_TEXT PASSAGE:_
++++++

Twenty sailors took part in the voyage they call "Around Alone". One of them, Nigel Rowe, said, "People who need an audience don't do this sort of thing. You're out there on your own and there is no one to bullshit."

There was the only woman in the fleet, Isabel Autissier. Dismasted when a shroud failed, she jury rigged a mast from a spinnaker pole and a mainsail from her storm jib. She set sail for an island 1,200 miles away. "Thirty knots of wind, sea dark, sky crying...nothing left of my dream." She made it, got a new mast, then was dismasted again and almost suffered the additional ignominy of being billed by Australian air-land-sea rescue for taking her off her yacht (she did get to wear a T-shirt captioned "I spent New Year's Eve with 200 Aussie sailors").

"They all have this dream. It's an epic adventure. The problem is they might die doing it"


Then there was septuagenerian Harry Mitchell, who as author Paul Gelder notes, was taking a voyage around his soul. He was old enough to have watched clipper ship sailors return to England, and see the golden earrings they wore after a Cape Horn passage. He sailed a 40-foot Panic Class cutter he campaigned himself, without sponsor.

Why it will bend your brain:


Because it's several tales of people who still want to live rather than just consume.

Harry Mitchell told students before he set out from Sydney, bound for the Roaring Forties and Cape Horn, "For the rest of your life don't waste any time. Make the best of what you may before you turn into clay."

++++++

_Dataset excerpt:_
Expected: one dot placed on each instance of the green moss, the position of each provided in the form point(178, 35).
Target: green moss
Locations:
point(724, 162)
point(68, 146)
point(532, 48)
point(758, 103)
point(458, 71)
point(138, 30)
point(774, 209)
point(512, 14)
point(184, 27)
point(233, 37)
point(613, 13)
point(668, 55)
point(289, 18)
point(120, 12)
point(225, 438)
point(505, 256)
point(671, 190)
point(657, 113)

++++++

_SHORT EXERCISE A:_
Rewrite the sailing passage starting with "Then there was" and going on through "than just consume.", replacing "cutter" with "sloop".
_SHORT EXERCISE B:_
Put the entries into a Markdown table with the columns No. and Line, starting with the first line of the entries and going on through the line with "point(138, 30)". Number each row and leave out blank lines.

_EXERCISE ANSWER A:_
Then there was septuagenerian Harry Mitchell, who as author Paul Gelder notes, was taking a voyage around his soul. He was old enough to have watched clipper ship sailors return to England, and see the golden earrings they wore after a Cape Horn passage. He sailed a 40-foot Panic Class sloop he campaigned himself, without sponsor.

Why it will bend your brain:


Because it's several tales of people who still want to live rather than just consume.

_EXERCISE ANSWER B:_
| No. | Line |
|---|---|
| 1 | Expected: one dot placed on each instance of the green moss, the position of each provided in the form point(178, 35). |
| 2 | Target: green moss |
| 3 | Locations: |
| 4 | point(724, 162) |
| 5 | point(68, 146) |
| 6 | point(532, 48) |
| 7 | point(758, 103) |
| 8 | point(458, 71) |
| 9 | point(138, 30) |